### [Information supplied]
↓↓↓

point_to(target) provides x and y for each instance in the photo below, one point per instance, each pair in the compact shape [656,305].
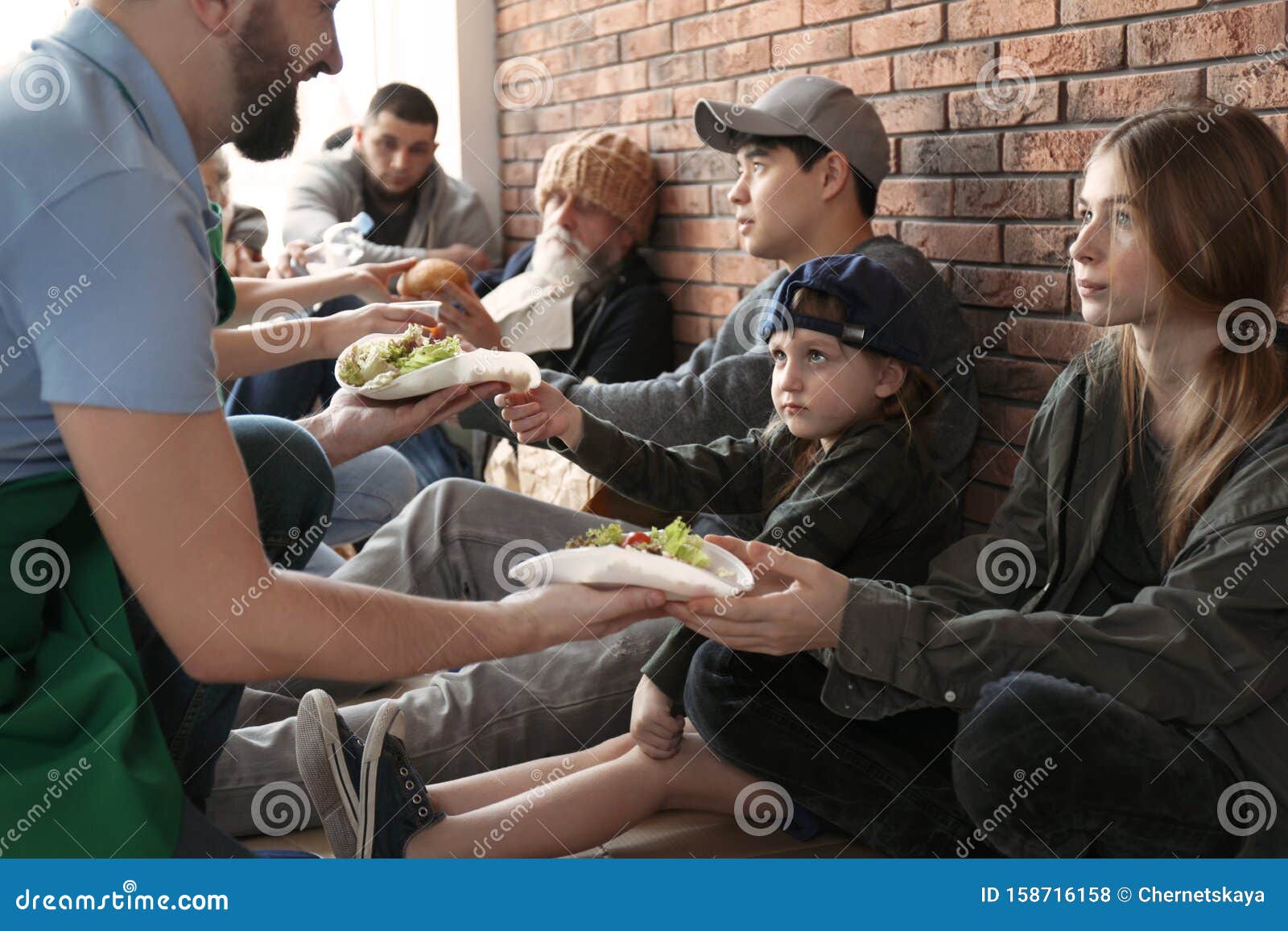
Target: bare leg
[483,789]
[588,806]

↑↑↑
↓↓↓

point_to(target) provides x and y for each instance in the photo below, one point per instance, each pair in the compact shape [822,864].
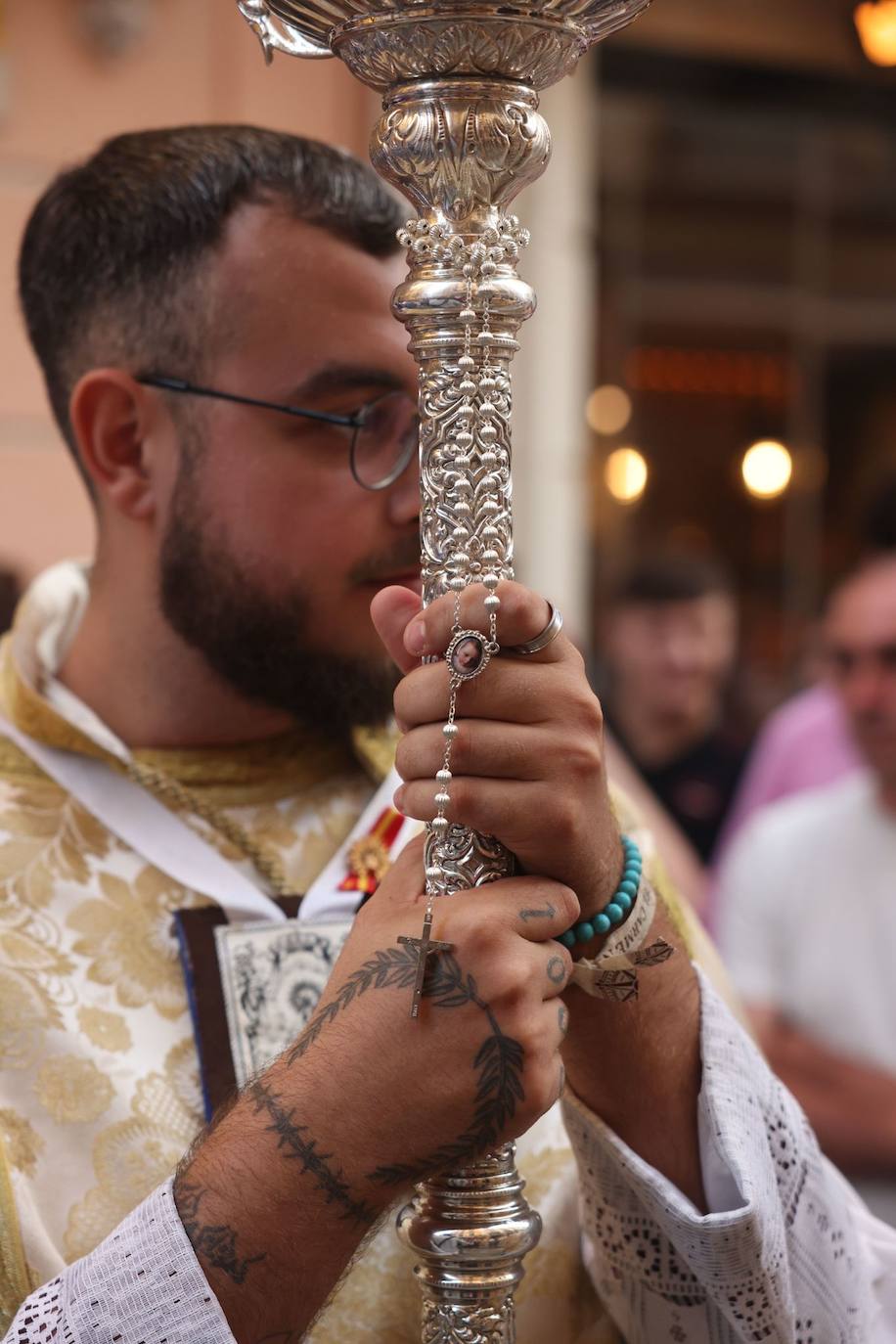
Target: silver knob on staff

↑↑↑

### [Task objective]
Find every line in the records above that contains the string "pair" and copy each of those lines in full. Case counts.

### [Task result]
point_to(target) provides x and y for each instance in the photo below, one point per instance, each pair in the compact shape [656,305].
point_to(target) provides x and y for each instance in the photo below, one point per instance, each pair in the compact shape [822,864].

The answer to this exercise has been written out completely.